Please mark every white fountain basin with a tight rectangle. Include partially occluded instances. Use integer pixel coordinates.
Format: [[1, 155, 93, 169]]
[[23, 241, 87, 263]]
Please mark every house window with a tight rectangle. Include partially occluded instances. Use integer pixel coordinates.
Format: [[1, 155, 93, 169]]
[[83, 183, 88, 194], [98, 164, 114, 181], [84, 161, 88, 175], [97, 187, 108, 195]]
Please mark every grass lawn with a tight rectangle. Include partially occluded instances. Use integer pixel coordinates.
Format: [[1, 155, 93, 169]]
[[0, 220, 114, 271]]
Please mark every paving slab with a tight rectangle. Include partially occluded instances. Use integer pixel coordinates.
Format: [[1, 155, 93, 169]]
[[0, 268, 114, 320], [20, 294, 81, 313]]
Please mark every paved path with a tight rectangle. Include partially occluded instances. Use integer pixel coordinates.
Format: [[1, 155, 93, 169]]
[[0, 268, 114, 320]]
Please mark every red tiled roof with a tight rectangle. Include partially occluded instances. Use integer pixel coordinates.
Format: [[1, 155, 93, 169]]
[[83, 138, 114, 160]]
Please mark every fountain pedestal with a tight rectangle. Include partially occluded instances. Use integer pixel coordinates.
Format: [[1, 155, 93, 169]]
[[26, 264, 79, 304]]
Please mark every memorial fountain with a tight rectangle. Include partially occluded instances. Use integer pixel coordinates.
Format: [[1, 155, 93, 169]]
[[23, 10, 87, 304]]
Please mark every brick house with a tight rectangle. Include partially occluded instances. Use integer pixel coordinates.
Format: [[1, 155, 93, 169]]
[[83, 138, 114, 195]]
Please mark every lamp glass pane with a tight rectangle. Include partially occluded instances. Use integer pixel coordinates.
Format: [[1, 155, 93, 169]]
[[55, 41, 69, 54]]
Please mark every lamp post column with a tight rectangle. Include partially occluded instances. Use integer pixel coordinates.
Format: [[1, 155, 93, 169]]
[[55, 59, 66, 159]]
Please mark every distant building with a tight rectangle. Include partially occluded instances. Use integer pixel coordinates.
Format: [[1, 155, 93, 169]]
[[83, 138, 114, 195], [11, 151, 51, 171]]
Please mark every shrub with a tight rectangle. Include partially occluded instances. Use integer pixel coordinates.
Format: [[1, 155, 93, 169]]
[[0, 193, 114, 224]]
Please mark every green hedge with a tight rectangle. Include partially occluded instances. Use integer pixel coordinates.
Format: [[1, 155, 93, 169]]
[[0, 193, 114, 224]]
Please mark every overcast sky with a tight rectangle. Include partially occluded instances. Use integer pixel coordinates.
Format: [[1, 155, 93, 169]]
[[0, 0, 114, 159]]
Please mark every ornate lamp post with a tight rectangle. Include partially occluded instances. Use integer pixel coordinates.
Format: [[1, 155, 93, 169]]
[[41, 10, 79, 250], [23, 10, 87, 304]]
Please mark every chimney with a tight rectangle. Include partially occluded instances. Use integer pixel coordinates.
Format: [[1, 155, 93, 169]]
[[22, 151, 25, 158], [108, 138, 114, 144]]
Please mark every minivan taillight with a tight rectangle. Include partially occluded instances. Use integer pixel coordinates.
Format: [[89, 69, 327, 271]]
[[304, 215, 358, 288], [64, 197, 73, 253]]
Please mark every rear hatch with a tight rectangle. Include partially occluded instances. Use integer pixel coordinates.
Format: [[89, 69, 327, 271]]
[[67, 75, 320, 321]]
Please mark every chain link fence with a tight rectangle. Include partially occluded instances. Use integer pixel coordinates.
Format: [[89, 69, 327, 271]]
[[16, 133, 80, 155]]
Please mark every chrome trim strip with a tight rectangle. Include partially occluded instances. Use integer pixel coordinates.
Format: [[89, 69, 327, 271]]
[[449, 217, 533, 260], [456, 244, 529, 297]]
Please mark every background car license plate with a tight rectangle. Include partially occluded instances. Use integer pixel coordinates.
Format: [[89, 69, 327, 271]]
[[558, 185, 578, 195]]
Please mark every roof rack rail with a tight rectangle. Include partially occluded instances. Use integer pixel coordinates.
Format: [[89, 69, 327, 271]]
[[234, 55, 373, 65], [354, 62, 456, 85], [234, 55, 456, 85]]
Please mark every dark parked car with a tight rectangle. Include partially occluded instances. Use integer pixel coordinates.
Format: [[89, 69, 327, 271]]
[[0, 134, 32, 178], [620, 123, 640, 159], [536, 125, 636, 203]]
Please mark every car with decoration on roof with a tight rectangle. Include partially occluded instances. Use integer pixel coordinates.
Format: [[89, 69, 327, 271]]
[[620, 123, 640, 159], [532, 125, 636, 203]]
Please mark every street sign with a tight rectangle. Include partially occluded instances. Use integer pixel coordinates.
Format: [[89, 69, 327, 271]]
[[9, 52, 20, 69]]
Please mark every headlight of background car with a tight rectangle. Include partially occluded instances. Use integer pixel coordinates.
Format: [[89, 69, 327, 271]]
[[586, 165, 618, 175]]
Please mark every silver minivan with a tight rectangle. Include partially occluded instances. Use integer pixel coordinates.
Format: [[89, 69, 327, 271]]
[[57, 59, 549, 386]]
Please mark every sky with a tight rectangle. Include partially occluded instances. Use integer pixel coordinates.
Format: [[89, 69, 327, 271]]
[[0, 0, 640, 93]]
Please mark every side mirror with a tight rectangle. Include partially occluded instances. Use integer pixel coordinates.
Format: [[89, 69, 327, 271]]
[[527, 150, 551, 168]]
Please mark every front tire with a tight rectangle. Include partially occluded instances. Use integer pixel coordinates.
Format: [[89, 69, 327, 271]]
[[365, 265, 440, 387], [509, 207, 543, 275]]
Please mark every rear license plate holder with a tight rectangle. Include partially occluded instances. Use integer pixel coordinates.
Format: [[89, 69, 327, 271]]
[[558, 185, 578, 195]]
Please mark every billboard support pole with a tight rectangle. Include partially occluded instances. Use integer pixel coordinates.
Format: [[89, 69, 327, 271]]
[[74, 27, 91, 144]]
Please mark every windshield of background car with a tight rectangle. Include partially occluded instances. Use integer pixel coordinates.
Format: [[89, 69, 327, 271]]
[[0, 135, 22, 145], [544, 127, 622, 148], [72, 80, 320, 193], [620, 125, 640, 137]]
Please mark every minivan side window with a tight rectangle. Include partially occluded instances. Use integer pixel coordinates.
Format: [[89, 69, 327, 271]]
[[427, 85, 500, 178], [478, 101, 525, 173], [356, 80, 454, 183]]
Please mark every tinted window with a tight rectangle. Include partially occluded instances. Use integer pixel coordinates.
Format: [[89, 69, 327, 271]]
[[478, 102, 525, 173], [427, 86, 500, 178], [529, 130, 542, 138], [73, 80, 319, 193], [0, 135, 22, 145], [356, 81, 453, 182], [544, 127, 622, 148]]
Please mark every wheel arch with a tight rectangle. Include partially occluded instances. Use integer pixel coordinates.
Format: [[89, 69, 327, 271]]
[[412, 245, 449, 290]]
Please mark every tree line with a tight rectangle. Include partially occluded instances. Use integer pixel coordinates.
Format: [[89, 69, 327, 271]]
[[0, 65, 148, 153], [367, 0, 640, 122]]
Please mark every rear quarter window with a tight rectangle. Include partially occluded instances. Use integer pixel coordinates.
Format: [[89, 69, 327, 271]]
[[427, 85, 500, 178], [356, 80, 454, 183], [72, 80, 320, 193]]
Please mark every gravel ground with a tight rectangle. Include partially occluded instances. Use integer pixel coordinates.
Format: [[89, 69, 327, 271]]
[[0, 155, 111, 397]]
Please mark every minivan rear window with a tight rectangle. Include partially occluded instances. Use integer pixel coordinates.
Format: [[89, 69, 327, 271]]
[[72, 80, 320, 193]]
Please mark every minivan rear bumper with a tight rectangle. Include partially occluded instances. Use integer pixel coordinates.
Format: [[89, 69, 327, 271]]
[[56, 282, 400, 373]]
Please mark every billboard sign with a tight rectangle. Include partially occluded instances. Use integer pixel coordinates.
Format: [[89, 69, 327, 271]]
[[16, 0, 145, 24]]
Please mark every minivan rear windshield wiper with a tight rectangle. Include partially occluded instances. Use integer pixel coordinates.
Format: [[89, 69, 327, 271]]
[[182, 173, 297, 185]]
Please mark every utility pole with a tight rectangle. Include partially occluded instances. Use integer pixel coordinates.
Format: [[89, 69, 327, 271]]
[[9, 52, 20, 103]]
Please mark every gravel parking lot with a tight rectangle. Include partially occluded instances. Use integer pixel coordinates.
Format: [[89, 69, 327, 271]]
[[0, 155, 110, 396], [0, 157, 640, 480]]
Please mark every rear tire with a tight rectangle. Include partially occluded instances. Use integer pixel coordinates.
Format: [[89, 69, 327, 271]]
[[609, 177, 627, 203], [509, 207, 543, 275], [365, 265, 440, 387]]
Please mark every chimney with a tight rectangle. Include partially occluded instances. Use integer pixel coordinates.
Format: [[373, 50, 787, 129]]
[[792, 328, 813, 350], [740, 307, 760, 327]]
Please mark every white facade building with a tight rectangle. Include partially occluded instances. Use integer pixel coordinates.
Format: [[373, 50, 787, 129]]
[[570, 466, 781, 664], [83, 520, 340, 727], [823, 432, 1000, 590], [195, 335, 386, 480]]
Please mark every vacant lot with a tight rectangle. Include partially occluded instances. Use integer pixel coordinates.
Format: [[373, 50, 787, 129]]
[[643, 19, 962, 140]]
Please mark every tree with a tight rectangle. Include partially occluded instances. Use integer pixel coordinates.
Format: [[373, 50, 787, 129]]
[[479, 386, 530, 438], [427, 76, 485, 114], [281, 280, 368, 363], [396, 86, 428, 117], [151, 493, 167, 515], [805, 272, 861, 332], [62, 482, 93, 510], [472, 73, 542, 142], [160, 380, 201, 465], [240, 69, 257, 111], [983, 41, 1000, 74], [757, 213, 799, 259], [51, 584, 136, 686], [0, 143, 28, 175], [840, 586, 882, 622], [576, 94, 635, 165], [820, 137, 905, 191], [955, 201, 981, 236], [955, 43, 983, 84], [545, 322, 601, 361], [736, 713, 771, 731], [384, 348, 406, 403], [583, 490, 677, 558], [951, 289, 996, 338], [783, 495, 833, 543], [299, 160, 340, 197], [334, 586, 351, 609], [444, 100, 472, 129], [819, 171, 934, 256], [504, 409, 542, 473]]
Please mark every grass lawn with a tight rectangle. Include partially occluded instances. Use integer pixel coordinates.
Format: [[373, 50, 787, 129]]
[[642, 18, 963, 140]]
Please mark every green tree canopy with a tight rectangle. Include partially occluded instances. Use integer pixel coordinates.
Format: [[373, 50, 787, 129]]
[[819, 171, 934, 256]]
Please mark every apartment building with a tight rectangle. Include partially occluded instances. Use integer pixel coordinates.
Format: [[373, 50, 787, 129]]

-*-

**WHAT IS ASKED:**
Copy out the listing from the line with "Please mark every side" through the line with "[[527, 150, 551, 168]]", changing "side mirror" to "wing mirror" and leaving everything else as it is.

**FINAL RESULT:**
Please mark every wing mirror with a tight rectangle. Include partially occluded instances. Use integer pixel coordinates.
Format: [[89, 69, 327, 271]]
[[527, 150, 551, 168]]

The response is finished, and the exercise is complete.